» BRIEF: An exact reproduction of the entries is needed. Keep all pictures out of it.

Point-per-instance localization data:
════

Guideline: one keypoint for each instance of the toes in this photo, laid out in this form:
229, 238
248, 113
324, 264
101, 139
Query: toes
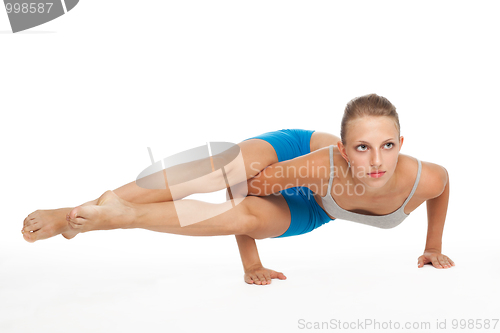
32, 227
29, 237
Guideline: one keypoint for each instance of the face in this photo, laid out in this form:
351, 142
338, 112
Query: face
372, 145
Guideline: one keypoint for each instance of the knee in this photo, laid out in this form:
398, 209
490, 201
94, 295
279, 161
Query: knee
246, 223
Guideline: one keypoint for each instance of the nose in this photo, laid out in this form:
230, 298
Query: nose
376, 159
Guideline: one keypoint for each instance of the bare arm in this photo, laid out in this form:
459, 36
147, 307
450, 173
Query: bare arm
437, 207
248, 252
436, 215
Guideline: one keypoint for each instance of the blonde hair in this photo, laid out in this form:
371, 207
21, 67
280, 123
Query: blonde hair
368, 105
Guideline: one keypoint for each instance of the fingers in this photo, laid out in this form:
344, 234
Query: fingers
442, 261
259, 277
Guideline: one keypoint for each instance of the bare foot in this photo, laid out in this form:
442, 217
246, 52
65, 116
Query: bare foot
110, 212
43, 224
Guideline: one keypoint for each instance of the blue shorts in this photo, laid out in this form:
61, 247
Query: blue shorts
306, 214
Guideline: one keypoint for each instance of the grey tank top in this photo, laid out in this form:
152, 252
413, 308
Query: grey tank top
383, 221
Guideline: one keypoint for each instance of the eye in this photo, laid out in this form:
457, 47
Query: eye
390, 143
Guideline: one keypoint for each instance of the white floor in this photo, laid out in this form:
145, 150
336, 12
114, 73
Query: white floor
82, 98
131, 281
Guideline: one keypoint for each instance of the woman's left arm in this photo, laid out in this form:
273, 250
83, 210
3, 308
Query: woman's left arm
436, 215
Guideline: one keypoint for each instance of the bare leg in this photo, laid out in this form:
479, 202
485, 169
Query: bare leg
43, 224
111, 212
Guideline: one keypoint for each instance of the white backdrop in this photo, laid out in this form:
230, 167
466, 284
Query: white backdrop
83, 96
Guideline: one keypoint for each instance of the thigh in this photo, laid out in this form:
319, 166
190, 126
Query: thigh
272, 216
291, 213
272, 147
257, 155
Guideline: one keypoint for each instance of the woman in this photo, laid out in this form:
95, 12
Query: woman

════

» WORKED SOLUTION:
Guideline: one keypoint for each instance of the toes in this photo, laid out in this form:
229, 238
248, 113
324, 264
101, 139
Query: toes
32, 227
29, 237
Guideline: one keypoint for each instance of the face in this photo, laid out in this form:
351, 142
338, 112
Query: face
372, 145
Guideline: one keypoint for each instance of the knee in this photo, laid out in this form:
398, 209
490, 201
94, 295
279, 161
Query: knee
246, 223
Guideline: one keypoint for each instance of the nose in this photo, laid out in this form:
230, 298
Query: nose
376, 159
Guideline: one keypoint for each instance of the bare arm in this photo, laid out in this form:
459, 36
147, 307
450, 173
Query: bare arm
437, 207
248, 252
436, 215
Guideline: one keypoint for each instance of the blonde hair in this photo, laid out in this form:
371, 207
21, 67
280, 123
Query: blonde hair
368, 105
Guideline: one keypoint for each instance of the fingers in this photo, laid out in this form:
344, 234
Query: fingers
442, 261
259, 277
Guideline: one keypoint for each instance of the bare foot in this photo, laid out in this form:
442, 217
246, 52
65, 116
Query: bare foot
110, 212
43, 224
Guideline: one keypoint for each instance of the blue shorts in this photo, laid out in this form:
61, 247
Query: blue shorts
306, 214
Guideline: one keypoint for each instance of the grey tank top in this photo, laid out in this form:
152, 252
413, 308
Query: grey tank top
383, 221
Guideline: one keypoint for each instance of the eye in this photo, laid out in this form:
457, 47
Query: eye
390, 143
Guideline: one keypoint for each instance of the white floor in this photo, laid out in this form:
145, 150
336, 12
114, 73
Query: white floor
82, 98
131, 281
Guideline: one keypoint for each instance of the woman's left arm in this photo, laid out in this form:
273, 250
83, 210
3, 308
Query: woman's left arm
436, 215
Guideline: one keypoint for each instance of the bare leg in this photo, laid out in this form:
479, 202
485, 169
Query: bare leg
43, 224
111, 212
Guideline: one keypoint for each instance of the white backdrop in this photo, laid out in this form:
230, 167
466, 284
Query: white backdrop
83, 96
Guideline: one keypoint for each instance of the thigh in this photo, laid out in this form:
319, 166
190, 126
Query: thigh
272, 216
291, 213
272, 147
257, 155
Guideline: one keypoint for each instance of the woman in this photo, laid out in this form:
95, 12
Query: woman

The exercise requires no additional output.